# Data provided:
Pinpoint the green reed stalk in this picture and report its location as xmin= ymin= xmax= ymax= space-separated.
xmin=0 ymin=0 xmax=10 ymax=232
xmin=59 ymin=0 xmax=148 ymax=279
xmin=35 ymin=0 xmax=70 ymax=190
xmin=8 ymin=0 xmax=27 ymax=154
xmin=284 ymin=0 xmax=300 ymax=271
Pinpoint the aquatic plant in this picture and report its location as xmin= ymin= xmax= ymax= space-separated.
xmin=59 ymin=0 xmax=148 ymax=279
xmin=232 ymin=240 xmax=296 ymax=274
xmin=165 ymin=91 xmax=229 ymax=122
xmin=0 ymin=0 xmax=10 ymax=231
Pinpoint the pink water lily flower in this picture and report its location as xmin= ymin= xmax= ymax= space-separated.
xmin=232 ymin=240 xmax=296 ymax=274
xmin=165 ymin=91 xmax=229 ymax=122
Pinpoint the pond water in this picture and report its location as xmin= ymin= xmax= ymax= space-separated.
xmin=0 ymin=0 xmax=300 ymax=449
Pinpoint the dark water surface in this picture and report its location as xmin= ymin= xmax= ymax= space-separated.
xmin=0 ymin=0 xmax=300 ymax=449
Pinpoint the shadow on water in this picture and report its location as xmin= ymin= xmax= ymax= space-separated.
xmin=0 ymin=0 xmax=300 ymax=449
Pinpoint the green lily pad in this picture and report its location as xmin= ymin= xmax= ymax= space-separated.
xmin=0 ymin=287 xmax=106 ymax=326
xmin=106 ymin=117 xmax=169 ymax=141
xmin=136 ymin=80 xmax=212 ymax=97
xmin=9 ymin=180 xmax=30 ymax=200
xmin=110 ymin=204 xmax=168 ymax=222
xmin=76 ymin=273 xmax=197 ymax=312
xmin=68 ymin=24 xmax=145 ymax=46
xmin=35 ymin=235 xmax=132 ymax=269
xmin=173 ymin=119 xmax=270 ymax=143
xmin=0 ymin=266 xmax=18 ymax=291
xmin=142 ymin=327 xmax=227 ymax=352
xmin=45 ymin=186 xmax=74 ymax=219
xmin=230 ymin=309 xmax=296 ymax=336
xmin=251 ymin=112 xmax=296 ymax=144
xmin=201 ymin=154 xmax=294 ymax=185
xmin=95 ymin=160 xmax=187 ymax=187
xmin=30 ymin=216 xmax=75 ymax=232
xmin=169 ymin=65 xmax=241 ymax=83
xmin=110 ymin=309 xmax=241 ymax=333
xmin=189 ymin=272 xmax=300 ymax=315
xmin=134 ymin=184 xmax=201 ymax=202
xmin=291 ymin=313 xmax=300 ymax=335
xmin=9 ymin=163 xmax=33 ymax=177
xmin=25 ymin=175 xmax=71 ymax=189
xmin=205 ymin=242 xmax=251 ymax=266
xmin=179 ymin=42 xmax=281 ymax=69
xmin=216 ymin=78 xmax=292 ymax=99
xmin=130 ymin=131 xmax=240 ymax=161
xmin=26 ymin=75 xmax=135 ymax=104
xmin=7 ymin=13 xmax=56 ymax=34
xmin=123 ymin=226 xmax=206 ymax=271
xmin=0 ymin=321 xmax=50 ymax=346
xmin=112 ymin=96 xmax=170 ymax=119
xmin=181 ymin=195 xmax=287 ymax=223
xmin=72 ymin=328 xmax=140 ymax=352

# Written request:
Rewrite the records above, replacing "Pinpoint" with "Locate" wherever it occurs and leaving everything else unchanged.

# Task output:
Locate the green reed stalk in this picture and report its location as xmin= ymin= xmax= ymax= space-separated.
xmin=0 ymin=0 xmax=10 ymax=232
xmin=59 ymin=0 xmax=148 ymax=279
xmin=35 ymin=0 xmax=70 ymax=190
xmin=8 ymin=0 xmax=27 ymax=154
xmin=284 ymin=0 xmax=300 ymax=271
Locate the aquatic plant in this picture and report its location as xmin= ymin= xmax= ymax= space-separated.
xmin=59 ymin=0 xmax=148 ymax=279
xmin=232 ymin=240 xmax=296 ymax=274
xmin=165 ymin=91 xmax=229 ymax=122
xmin=0 ymin=0 xmax=10 ymax=231
Locate the pink water lily flower in this picture and report its location as xmin= ymin= xmax= ymax= space-separated.
xmin=232 ymin=240 xmax=296 ymax=274
xmin=165 ymin=91 xmax=229 ymax=122
Locate the pond water in this picture and report its location as xmin= ymin= xmax= ymax= space-separated.
xmin=0 ymin=0 xmax=300 ymax=449
Locate the dark water surface in this picture and report its location as xmin= ymin= xmax= ymax= space-separated.
xmin=0 ymin=0 xmax=300 ymax=449
Locate the shadow on water in this picture and report its location as xmin= ymin= xmax= ymax= space-separated.
xmin=0 ymin=0 xmax=300 ymax=449
Locate the green lily pad in this picture and report its location as xmin= ymin= xmax= ymax= space-separated.
xmin=0 ymin=287 xmax=106 ymax=326
xmin=106 ymin=117 xmax=169 ymax=141
xmin=136 ymin=80 xmax=212 ymax=97
xmin=9 ymin=180 xmax=30 ymax=200
xmin=110 ymin=204 xmax=168 ymax=222
xmin=76 ymin=273 xmax=197 ymax=312
xmin=68 ymin=24 xmax=145 ymax=46
xmin=35 ymin=235 xmax=132 ymax=269
xmin=173 ymin=119 xmax=270 ymax=143
xmin=0 ymin=266 xmax=18 ymax=291
xmin=142 ymin=327 xmax=227 ymax=352
xmin=45 ymin=186 xmax=74 ymax=219
xmin=230 ymin=309 xmax=296 ymax=336
xmin=251 ymin=112 xmax=296 ymax=144
xmin=201 ymin=154 xmax=294 ymax=185
xmin=95 ymin=160 xmax=187 ymax=187
xmin=30 ymin=216 xmax=75 ymax=232
xmin=169 ymin=65 xmax=241 ymax=83
xmin=110 ymin=309 xmax=241 ymax=333
xmin=189 ymin=272 xmax=300 ymax=315
xmin=134 ymin=184 xmax=201 ymax=202
xmin=291 ymin=313 xmax=300 ymax=335
xmin=9 ymin=163 xmax=33 ymax=177
xmin=25 ymin=175 xmax=71 ymax=189
xmin=205 ymin=242 xmax=251 ymax=266
xmin=179 ymin=42 xmax=281 ymax=69
xmin=216 ymin=78 xmax=292 ymax=99
xmin=130 ymin=131 xmax=240 ymax=161
xmin=26 ymin=75 xmax=135 ymax=104
xmin=7 ymin=13 xmax=56 ymax=34
xmin=123 ymin=226 xmax=206 ymax=271
xmin=0 ymin=321 xmax=50 ymax=346
xmin=112 ymin=96 xmax=170 ymax=119
xmin=181 ymin=195 xmax=287 ymax=223
xmin=72 ymin=328 xmax=140 ymax=352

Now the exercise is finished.